Tarta krówkowo - agrestowa

Chyba stałam się zwolenniczką pieczenia ciast typu tarta. Ciągle coś wymyślam w tym temacie :) Hmmm... dobrze, że są chętni, aby to wszystko pozjadać :)

Ciasto na słodką tartę

  • 1 szklanka mąki pszennej
  • 2 łyżki cukru
  • 1/3 kostki masła lub lepszej margaryny
  • 1 żółtko
  • szczypta proszku do pieczenia lub sody oczyszczonej
  • szczypta soli

Z mąki, cukru, proszku do pieczenia, soli i masła zrobiłam kruszonkę. Ważne, aby szybko wymieszać te składniki i masło nie otrzymało za dużo ciepłoty z dłoni. Dodałam żółtko i energicznie zagniotłam ciasto. Umieściłam w zamrażalniku na 20 minut żeby dobrze się schłodziło. Rozwałkowałam na stolnicy i wyłożyłam na natłuszczoną foremkę do tarty. Blaszkę włożyłam ponownie do zamrażalnika, aby ciasto się schłodziło. 

Temperatura: 180 st. C., czas :10-15 min.
■ ■ ■ ■ ■ ■ ■
Powtórz dosłownie fragment przepisu na tartę krówkowo-agrestową, zaczynając od słów „Chyba stałam się”, a kończąc na słowach „czas :10-15 min.”.

(Wpisy wskazujące nazwane obiekty)
■ ■ ■ ■ ■ ■ ■
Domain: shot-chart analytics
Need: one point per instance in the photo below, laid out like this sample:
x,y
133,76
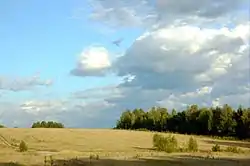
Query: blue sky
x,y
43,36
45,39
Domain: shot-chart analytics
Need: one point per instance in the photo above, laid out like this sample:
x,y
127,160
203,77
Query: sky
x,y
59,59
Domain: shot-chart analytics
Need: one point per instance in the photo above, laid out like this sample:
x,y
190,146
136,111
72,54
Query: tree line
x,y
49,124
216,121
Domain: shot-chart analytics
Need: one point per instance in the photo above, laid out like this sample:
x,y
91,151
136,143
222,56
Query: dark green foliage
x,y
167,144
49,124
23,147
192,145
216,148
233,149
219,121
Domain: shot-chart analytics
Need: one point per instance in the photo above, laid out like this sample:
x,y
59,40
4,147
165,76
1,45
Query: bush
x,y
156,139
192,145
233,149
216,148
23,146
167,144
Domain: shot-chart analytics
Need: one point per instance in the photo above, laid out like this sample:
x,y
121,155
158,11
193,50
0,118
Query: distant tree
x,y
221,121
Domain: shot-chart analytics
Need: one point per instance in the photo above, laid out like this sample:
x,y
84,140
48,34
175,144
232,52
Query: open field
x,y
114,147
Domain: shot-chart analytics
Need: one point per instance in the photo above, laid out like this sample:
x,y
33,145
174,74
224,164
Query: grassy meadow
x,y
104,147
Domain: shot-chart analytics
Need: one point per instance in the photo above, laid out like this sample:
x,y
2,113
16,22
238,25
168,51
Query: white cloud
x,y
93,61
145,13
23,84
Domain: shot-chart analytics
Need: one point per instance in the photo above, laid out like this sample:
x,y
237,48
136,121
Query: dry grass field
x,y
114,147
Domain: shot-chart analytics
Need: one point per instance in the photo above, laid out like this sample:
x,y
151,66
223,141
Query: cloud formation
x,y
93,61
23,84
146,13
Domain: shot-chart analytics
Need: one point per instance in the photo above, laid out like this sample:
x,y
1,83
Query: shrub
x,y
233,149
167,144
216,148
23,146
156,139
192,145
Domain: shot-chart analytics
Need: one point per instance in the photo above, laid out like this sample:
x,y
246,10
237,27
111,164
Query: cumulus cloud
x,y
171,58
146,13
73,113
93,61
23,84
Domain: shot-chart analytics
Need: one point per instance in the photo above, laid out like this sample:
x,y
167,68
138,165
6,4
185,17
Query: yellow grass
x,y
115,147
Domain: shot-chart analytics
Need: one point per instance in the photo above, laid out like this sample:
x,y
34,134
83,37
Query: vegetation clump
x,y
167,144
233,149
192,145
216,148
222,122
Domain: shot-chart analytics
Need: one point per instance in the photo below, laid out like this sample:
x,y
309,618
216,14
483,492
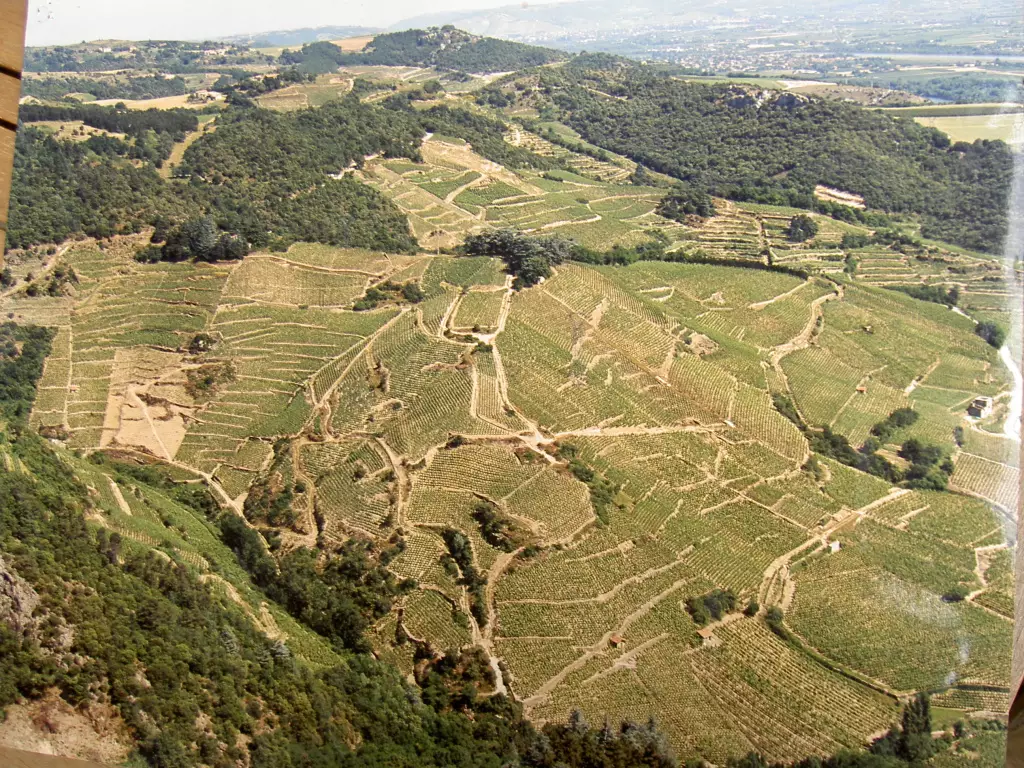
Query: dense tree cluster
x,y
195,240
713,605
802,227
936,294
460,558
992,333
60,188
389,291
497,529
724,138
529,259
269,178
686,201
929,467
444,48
■ ■ ■ ■ ■ ■ ■
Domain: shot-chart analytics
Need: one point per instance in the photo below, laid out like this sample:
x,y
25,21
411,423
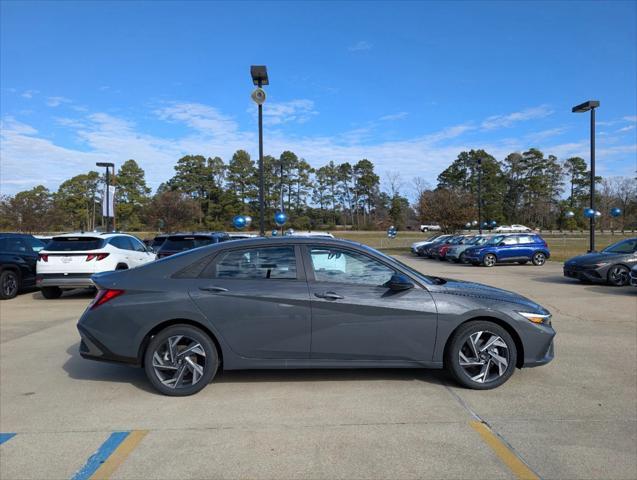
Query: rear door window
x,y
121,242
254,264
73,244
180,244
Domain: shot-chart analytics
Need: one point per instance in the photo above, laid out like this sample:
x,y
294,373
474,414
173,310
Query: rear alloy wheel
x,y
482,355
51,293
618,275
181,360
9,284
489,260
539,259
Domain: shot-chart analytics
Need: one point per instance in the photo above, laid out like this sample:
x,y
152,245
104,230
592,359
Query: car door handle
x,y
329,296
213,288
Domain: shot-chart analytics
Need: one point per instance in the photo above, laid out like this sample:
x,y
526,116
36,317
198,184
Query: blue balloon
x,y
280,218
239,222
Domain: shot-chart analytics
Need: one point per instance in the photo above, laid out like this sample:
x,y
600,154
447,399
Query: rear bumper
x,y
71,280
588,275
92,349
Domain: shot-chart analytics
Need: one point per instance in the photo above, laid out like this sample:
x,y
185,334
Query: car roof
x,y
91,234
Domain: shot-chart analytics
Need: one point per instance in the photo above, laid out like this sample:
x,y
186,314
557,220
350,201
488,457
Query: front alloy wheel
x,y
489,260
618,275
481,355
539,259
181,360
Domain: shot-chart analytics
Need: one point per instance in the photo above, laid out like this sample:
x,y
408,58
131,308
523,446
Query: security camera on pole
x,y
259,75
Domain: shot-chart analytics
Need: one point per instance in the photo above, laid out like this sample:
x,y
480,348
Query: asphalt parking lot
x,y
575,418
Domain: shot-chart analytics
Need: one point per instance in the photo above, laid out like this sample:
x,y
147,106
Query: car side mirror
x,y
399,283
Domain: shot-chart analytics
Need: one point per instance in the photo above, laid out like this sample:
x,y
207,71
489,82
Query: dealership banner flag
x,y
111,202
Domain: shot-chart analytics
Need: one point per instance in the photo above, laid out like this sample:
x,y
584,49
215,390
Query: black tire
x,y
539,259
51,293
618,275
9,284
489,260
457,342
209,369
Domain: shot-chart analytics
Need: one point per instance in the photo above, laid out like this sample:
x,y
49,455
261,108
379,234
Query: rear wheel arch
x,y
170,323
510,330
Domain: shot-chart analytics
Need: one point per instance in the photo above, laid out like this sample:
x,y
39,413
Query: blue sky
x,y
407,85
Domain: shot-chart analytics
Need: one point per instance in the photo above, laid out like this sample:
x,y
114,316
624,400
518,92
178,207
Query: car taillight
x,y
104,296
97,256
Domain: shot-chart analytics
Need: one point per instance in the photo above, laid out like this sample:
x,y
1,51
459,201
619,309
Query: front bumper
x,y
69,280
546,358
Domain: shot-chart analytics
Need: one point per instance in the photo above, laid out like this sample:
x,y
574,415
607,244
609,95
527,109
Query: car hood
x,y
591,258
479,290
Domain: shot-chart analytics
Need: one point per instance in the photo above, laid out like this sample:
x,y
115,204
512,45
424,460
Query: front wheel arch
■ ■ ■ ■ ■ ■ ■
_Rozwiązanie_
Chyba stałam się zwolenniczką pieczenia ciast typu tarta. Ciągle coś wymyślam w tym temacie :) Hmmm... dobrze, że są chętni, aby to wszystko pozjadać :)

Ciasto na słodką tartę

  • 1 szklanka mąki pszennej
  • 2 łyżki cukru
  • 1/3 kostki masła lub lepszej margaryny
  • 1 żółtko
  • szczypta proszku do pieczenia lub sody oczyszczonej
  • szczypta soli

Z mąki, cukru, proszku do pieczenia, soli i masła zrobiłam kruszonkę. Ważne, aby szybko wymieszać te składniki i masło nie otrzymało za dużo ciepłoty z dłoni. Dodałam żółtko i energicznie zagniotłam ciasto. Umieściłam w zamrażalniku na 20 minut żeby dobrze się schłodziło. Rozwałkowałam na stolnicy i wyłożyłam na natłuszczoną foremkę do tarty. Blaszkę włożyłam ponownie do zamrażalnika, aby ciasto się schłodziło. 

Temperatura: 180 st. C., czas :10-15 min.